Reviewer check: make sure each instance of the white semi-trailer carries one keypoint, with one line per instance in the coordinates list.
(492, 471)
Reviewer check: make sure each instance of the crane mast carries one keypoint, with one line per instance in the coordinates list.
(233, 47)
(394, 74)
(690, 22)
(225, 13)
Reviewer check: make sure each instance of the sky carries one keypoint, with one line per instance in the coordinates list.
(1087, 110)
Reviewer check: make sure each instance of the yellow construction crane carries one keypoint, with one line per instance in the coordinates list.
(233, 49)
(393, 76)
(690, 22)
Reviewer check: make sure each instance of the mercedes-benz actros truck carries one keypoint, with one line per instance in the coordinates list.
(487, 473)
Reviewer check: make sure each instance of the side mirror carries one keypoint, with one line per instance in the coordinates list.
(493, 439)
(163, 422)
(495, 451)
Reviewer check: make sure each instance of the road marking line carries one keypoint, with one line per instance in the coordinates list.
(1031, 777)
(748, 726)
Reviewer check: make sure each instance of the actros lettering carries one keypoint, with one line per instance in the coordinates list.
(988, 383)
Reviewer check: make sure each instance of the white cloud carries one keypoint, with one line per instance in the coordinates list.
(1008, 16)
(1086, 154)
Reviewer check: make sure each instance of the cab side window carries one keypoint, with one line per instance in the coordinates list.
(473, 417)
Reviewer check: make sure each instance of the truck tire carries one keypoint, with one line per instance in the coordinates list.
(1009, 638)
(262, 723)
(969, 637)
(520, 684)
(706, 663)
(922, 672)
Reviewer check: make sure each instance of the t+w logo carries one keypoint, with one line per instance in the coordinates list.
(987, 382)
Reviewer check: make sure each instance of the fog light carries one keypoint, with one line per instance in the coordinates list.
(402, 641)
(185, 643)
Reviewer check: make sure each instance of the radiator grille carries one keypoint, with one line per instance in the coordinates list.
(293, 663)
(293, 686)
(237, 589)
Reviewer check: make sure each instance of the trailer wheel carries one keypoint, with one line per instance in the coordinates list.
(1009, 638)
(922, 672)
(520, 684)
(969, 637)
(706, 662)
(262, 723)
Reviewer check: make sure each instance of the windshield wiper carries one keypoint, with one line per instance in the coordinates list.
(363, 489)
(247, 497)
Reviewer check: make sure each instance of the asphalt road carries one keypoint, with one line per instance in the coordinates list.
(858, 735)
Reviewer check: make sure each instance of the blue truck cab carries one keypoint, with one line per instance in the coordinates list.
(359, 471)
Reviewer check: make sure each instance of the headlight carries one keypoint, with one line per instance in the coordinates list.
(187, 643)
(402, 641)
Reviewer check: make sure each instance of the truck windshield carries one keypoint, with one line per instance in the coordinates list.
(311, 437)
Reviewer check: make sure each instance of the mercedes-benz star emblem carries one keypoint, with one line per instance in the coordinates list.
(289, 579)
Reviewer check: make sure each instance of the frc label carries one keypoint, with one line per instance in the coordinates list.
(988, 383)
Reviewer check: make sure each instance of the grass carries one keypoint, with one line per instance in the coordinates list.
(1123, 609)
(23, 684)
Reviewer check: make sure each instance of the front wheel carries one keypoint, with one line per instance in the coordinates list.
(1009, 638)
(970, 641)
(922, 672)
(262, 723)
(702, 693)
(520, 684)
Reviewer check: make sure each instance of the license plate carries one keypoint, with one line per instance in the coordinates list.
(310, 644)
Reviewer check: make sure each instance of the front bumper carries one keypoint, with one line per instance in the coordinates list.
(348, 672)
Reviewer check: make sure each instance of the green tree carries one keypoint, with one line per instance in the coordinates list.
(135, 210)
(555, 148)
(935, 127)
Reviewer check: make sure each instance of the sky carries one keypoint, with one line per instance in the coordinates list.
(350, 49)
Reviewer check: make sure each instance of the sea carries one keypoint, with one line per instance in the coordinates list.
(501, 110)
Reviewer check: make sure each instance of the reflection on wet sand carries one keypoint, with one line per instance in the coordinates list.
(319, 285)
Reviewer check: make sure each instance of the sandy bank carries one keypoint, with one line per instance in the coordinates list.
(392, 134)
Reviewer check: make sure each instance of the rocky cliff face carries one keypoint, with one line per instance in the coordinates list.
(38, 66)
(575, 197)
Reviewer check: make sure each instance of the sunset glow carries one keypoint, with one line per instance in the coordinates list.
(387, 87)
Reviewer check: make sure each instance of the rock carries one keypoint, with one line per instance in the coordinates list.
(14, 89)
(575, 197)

== == ==

• **What you need to do**: Return the material above in full, exactly as it appears.

• **Reply to the exercise**:
Reviewer check: make sure each instance of the white semi-trailer carries one keypoint, with one line per instance in the coordinates list.
(492, 471)
Reviewer check: make sure each instance of the crane mast carries one keypoint, with one line per instance in the coordinates list.
(233, 47)
(394, 74)
(690, 22)
(225, 13)
Reviewer check: make sure each instance of the sky carries one keypoint, with one line per instance in the coordinates list.
(1087, 110)
Reviewer check: make sure each instance of the yellow construction crane carries one keypoint, with one line per instance in the coordinates list.
(233, 49)
(393, 76)
(690, 22)
Reviewer check: make sure each instance of the mercedes-benz actros truck carries one keypoint, with one line per instance in the coordinates list.
(487, 473)
Reviewer check: make sure each instance of the side mirror carries one keypoint, with one line per instance in the coordinates list.
(493, 439)
(163, 422)
(495, 451)
Reviewer check: make sure each instance of the road marking line carries one keypoint, with one line per instance in the coordinates list.
(1031, 777)
(748, 726)
Reviewer check: make sure each instance of the actros lettering carries one keypoint, with one line per instance in the coordinates list.
(988, 383)
Reviewer check: make sure each instance of the white cloud carries one keypoint, with one line per instance in the coordinates list.
(1008, 16)
(1086, 154)
Reviewer check: make sure each instance of the cab side window carries one keypoint, with one line per instance in the coordinates list.
(473, 417)
Reviewer check: make sure each instance of the truck tire carries one keypoint, with one line per instance in the coordinates list.
(1009, 638)
(262, 723)
(969, 637)
(520, 684)
(706, 663)
(922, 672)
Reviewer check: make sure each instance of the t+w logo carries one keypoint, with one line per instance in the coordinates list.
(987, 382)
Reviewer check: make sure each instance of the fog light carries one keypoint, with one line per instance in the coordinates list.
(402, 641)
(185, 643)
Reviewer check: make sure each instance of the radiator grille carries one keypoint, with one line per instance in the coordinates list.
(293, 663)
(293, 686)
(237, 589)
Reviewer check: make sure each instance of the trailer wheel carries one keypoint, with one line per instance in the coordinates list.
(1009, 638)
(922, 672)
(520, 684)
(969, 637)
(706, 662)
(262, 723)
Reviewer check: make sure each instance of the windshield wiper carries one keypoint, with one line per instance in the coordinates list.
(363, 489)
(247, 497)
Reviewer check: make sure each instance of the asphalt road carries one keypoint, with one line per instance in the coordinates list.
(858, 735)
Reviewer check: make sure each instance of the blue truck cab carries one keypoint, with one line per instance in the coordinates list.
(359, 471)
Reviewer check: make sure each instance of the headlight carries one keypoint, with one line per instance in the coordinates list.
(187, 643)
(402, 641)
Reviewer check: make sure each instance of the truck windshield carries one keypoint, with one line per instance in the coordinates list.
(311, 437)
Reviewer check: make sure each instance of the mercedes-benz star emblem carries one keypoint, with one line per instance in the coordinates list.
(289, 579)
Reviewer check: make sure each instance of the frc label carries one keypoint, with one line per instance in the coordinates list.
(988, 383)
Reviewer check: make sure each instance of the grass carries one keypoint, with one line per instance in the coordinates list.
(1123, 609)
(23, 684)
Reviewer check: make sure each instance of the front wheel carries one keypoint, with one line per instance in the coordinates list.
(1009, 638)
(970, 641)
(922, 672)
(262, 723)
(702, 693)
(520, 684)
Reviewer check: make sure each instance of the license plate carries one keypoint, with one line per instance in the coordinates list.
(310, 644)
Reviewer check: make sure each instance of the front bumper carries one keypoint, with one line per instance in the coordinates list.
(348, 672)
Reviewer check: make sure each instance of the green tree carries one keypoint, with one line per instance in the coordinates list.
(135, 210)
(555, 148)
(935, 127)
Reviewer check: make sure each instance of the sky carries one keypoint, with one line per instance in the coordinates list.
(350, 49)
Reviewer check: make sure each instance of the sea carries one keypoint, with one line per instance in the coordinates list.
(501, 110)
Reviewer check: make sure each instance of the reflection on wet sand carries one keypoint, with one line per instance in the coordinates list.
(319, 285)
Reviewer check: make sure each instance of the sandy bank carries one keypoint, with one line per instance in the coordinates list.
(392, 134)
Reviewer check: make sure each instance of the rocky cliff face carries one keypoint, with one line per instance in the coordinates list.
(38, 66)
(575, 197)
Reviewer check: make sure each instance of the sunset glow carries one keypoint, with one line per instance in the coordinates list.
(387, 87)
Reviewer check: make sure each instance of the rock carries one keypoint, with one line per instance in the coordinates list.
(14, 89)
(575, 197)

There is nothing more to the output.